> _Tasks and exercises_:
A - According to the letter about crystal moments, when did the writer meet Paul online?
B - Write out the letter about crystal moments from "Our first meal" to "at the sky.", word for word.

Selected passage below:

Dear Universe, or Whoever is Reading--
I've been thinking about what I like to call "crystal moments". What are those, you ask? They are those extremely rare moments in time that are absolutely perfect... where you have no need or desire that is unmet, and if the world ended right then, you would be perfectly happy to leave the mortal coil.
They are also so, so fragile, like fine crystal, that they shatter into a million pieces in a heartbeat.
I've only had a few of these in my life. I'm not sure if this is a universal experience, or maybe some people have them all the time? Is that what true happiness is? Regardless, they are precious pieces of my memory, and I'd like to share one with you. This feels a little strange to be sharing, mostly because it's a little silly, and might seem odd to you that this moment was important. I'll try to explain why.
I met Paul online in the Summer of 1995. I'm not sure what we talked about now, or why we started chatting, but we seemed to instantly have a connection. We decided to meet up at a local mall and have a meal.
He wasn't what you would call classically handsome, but he had an infectious smile and messy, reddish brown hair. His glasses gave him just the right amount of geek for my taste, and he smelled like laundry soap and clove cigarettes. He dressed in a way that was typical for the time-- over-sized military-style jacket, doc martens, and baggy cargo pants.
Our first meal led to another, then a movie, and eventually hanging out at his place, listening to music and watching movies. We didn't seem to be in a hurry to pursue a physical relationship, but there was one thing we both seemed to like.
Paul didn't smoke inside his apartment, but instead went out on the deck. I would follow him out, and stand behind him and wrap my arms around him. I'd rest my head on his back, and listen to him inhale and exhale, and smell his unique scent. He'd lean his head back to rest it on mine, and stare at the sky.

End of Selected passage.
Input data below:

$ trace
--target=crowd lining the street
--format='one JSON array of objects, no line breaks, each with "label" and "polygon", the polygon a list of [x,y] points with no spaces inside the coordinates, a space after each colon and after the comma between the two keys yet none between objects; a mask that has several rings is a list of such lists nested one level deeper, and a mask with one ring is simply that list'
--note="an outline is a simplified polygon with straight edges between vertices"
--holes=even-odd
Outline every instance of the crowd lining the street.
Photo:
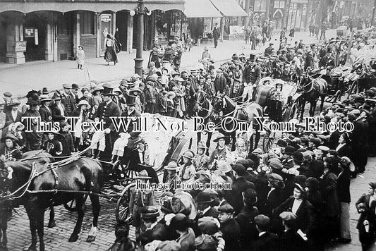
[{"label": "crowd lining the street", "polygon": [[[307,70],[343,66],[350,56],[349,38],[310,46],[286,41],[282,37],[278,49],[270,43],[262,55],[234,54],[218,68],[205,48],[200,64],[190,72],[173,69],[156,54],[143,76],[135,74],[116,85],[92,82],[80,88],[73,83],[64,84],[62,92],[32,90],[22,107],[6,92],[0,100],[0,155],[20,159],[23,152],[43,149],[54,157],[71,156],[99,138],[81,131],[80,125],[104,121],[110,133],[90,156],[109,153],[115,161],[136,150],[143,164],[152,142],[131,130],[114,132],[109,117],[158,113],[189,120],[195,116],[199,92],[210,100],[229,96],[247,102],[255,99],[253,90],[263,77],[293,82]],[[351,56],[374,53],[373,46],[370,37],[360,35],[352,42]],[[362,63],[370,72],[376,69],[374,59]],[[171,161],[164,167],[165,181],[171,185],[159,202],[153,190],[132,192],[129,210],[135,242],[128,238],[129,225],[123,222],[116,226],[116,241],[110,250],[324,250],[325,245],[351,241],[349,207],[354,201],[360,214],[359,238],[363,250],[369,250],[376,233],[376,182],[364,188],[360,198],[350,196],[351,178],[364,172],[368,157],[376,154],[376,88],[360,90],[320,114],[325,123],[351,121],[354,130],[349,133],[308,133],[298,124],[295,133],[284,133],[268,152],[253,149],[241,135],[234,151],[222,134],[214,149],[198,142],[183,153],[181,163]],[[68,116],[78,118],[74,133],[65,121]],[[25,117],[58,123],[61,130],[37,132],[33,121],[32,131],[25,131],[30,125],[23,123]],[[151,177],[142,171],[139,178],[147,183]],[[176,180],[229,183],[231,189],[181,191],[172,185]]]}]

End of Input data.
Input data below:

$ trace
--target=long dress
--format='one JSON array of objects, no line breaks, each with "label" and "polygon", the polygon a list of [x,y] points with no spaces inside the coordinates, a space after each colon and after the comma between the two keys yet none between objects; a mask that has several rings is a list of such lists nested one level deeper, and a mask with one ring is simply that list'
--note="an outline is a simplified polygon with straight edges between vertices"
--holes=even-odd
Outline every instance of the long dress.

End of Input data.

> _Answers by item_:
A - In the Summer of 1995.

B -
Our first meal led to another, then a movie, and eventually hanging out at his place, listening to music and watching movies. We didn't seem to be in a hurry to pursue a physical relationship, but there was one thing we both seemed to like.
Paul didn't smoke inside his apartment, but instead went out on the deck. I would follow him out, and stand behind him and wrap my arms around him. I'd rest my head on his back, and listen to him inhale and exhale, and smell his unique scent. He'd lean his head back to rest it on mine, and stare at the sky.